__Exercise details__. Carry on the forum reply about the Milvus Cpp chunk manager and GCS support from the point where it stops.

The Golang chunk manager supports GCS well, whether UseIAM or not, however the Cpp chunk manager for now only supports UseIAM.
In previous versions, only diskANN index uses Cpp chunk manager, so it works well. now we're switching to use Cpp chunk manager only. So that's why things go wrong.
And I also see that you're trying to use the GOOGLE_APPLICATION_CREDENTIALS
. However our cpp code uses AWS SDK, so it's not supported.
Here're a couple of solutions you can choose for now:
- Use a MinIO GCS gateway to proxy all requests, and that supports
GOOGLE_APPLICATION_CREDENTIALS
. The detailed steps were stated in our former docs: https://milvus.io/docs/v2.1.x/gcp.md - Use IAM access for all Milvus components, you'll need to create a GCP service account and assign authority and add annotations to the kubernetes service account. (check GCP's doc for configuration https://cloud.google.com/kubernetes-engine/docs/how-to/workload-identity). And finally, make sure Milvus pods uses that service account.
- Use an old version of Milvus which only uses golang chunk manager, v2.2.6 or earlier. ( If you're not going to use diskANN)

__Excerpted data__.
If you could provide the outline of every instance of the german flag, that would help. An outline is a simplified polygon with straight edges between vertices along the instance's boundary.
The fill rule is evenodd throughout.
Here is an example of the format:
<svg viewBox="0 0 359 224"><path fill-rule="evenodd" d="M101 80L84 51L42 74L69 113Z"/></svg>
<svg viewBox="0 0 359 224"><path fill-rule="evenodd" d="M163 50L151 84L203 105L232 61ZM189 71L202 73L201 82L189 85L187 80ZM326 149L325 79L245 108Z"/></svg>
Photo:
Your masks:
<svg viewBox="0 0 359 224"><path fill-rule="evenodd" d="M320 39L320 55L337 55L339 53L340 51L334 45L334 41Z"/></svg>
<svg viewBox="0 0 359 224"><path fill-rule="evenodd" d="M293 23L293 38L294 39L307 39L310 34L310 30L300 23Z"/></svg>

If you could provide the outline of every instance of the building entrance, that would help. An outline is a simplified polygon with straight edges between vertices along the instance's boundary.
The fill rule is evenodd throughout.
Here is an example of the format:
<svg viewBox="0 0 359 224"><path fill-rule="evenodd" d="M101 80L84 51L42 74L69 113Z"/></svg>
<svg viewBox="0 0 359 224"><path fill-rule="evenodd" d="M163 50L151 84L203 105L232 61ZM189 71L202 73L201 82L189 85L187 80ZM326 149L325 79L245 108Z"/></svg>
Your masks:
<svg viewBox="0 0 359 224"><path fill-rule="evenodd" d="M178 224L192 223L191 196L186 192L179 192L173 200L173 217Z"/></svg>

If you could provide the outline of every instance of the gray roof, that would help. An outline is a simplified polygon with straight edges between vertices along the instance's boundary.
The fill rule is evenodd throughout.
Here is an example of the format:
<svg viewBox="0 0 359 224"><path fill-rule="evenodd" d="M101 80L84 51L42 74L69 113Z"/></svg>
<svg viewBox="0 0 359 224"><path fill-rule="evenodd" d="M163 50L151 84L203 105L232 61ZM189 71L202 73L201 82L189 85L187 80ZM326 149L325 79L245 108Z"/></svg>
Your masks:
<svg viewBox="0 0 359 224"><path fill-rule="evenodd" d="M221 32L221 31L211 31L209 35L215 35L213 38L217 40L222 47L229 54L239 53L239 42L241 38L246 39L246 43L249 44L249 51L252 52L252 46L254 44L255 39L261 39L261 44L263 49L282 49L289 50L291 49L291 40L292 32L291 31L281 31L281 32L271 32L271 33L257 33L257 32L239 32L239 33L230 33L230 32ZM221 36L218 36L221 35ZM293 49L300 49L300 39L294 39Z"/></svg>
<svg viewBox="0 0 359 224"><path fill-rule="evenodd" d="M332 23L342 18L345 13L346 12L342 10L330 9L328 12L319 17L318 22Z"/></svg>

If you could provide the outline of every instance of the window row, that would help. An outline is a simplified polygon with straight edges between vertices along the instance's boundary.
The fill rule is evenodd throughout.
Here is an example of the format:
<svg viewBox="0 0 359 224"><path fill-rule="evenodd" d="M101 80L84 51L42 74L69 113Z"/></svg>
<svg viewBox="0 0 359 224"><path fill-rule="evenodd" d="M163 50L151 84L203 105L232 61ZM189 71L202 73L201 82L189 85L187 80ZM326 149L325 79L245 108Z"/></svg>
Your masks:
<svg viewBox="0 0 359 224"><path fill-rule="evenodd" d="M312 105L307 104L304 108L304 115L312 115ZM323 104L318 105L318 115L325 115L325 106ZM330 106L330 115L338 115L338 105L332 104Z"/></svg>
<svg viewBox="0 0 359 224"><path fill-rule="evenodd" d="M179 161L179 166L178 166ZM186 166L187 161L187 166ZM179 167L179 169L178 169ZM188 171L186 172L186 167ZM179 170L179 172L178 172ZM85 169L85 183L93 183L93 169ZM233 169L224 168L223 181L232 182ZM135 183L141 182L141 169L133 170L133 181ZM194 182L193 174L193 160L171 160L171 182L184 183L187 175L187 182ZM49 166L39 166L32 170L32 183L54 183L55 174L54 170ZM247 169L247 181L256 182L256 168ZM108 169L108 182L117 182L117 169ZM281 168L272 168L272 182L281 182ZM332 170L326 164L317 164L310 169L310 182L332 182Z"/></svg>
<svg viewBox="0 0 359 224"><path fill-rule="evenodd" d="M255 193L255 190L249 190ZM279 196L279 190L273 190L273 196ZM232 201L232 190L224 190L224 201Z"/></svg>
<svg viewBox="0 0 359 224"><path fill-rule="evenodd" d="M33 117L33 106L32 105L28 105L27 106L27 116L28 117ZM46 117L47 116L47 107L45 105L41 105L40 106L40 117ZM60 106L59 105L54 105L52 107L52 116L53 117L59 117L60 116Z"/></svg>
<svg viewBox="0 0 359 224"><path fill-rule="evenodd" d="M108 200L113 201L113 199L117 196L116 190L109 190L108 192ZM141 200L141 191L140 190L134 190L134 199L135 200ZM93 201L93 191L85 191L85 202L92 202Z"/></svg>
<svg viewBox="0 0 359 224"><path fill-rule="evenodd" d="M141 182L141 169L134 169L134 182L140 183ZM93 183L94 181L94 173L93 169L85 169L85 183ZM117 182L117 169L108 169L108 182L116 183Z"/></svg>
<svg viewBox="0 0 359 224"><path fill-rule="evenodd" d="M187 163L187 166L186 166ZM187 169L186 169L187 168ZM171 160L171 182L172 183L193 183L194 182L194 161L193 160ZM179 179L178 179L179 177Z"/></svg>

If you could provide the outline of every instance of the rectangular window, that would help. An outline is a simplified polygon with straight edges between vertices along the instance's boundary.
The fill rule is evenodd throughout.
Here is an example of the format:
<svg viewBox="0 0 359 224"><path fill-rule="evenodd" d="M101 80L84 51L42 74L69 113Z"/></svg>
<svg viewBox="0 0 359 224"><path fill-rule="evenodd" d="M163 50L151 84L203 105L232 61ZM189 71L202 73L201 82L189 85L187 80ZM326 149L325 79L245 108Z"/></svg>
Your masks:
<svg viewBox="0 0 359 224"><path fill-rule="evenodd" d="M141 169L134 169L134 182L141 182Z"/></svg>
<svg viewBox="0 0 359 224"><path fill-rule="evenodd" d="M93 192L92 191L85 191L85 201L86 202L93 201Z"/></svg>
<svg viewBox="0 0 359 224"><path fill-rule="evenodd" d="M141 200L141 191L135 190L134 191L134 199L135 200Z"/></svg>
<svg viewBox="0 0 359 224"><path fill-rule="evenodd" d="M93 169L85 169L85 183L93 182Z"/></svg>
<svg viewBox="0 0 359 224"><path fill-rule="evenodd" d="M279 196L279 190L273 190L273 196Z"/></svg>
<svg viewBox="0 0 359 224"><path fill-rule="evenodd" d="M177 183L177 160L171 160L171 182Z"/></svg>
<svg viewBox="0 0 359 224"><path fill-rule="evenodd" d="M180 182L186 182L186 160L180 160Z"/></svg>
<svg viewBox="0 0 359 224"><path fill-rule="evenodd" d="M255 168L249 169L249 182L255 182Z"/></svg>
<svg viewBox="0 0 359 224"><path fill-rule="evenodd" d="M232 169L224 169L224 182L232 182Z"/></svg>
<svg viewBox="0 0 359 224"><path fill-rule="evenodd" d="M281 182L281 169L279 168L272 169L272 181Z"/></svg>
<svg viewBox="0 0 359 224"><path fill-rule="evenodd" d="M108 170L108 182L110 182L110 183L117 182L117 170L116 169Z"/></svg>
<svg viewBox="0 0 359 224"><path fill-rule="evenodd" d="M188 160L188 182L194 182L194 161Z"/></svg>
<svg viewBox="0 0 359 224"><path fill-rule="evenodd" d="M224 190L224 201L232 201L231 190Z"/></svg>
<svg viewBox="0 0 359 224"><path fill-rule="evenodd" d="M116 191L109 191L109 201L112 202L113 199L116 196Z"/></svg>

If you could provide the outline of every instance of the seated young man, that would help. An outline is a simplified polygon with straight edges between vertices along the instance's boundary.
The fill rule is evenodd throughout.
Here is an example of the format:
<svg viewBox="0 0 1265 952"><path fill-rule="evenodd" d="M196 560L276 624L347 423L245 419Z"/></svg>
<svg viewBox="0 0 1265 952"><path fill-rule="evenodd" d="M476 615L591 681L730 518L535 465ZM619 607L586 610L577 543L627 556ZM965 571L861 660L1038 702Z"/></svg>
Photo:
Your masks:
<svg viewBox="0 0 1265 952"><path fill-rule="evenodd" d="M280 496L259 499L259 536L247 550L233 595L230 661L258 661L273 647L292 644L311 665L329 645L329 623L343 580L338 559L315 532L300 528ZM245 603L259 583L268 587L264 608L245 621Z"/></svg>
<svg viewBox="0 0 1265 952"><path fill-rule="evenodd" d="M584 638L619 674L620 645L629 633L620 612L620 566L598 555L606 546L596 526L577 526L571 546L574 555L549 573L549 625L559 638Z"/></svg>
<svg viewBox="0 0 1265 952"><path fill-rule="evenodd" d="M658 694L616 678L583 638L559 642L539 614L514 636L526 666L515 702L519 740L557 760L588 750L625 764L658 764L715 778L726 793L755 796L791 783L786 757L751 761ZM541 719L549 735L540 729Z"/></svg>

__Answer to the exercise__.
We'll fix it soon, and we'll see to the full function available in next release
Thanks for the detailed answer, @haorenfsa
- Use a MinIO GCS gateway to proxy all requests, and that supports GOOGLE_APPLICATION_CREDENTIALS. The detailed steps were stated in our former docs: https://milvus.io/docs/v2.1.x/gcp.md
This was the first thing I've tried. However, MinIO crashes as GCS gateway feature is deprecated and removed https://blog.min.io/deprecation-of-the-minio-gateway/. I guess I would need to find an older compatible version of MinIO.
- Use IAM access for all Milvus components, you'll need to create a GCP service account and assign authority and add annotations to the kubernetes service account. (check GCP's doc for configuration https://cloud.google.com/kubernetes-engine/docs/how-to/workload-identity). And finally, make sure Milvus pods uses that service account.
I've also tried the Workload Identity but unfortunately it didn't work. I've verified that my setup is ok following https://cloud.google.com/kubernetes-engine/docs/how-to/workload-identity#verify_the_setup. I'm not able to provide much details on this as I don't have the logs but from my search history I can tell that I was getting Permission 'iam.serviceAccounts.getAccessToken' denied on resource (or it may not exist)
. Both service accounts for k8s and google services were given full admin privileges.
- Use an old version of Milvus which only uses golang chunk manager, v2.2.6 or earlier. ( If you're not going to use diskANN)
Not sure whether multi tenancy and RBAC through databases was supported then.
We'll fix it soon, and we'll see to the full function available in next release
That's good news! I think I'll wait until next release, use a nightly version or apply the patch and build my own version.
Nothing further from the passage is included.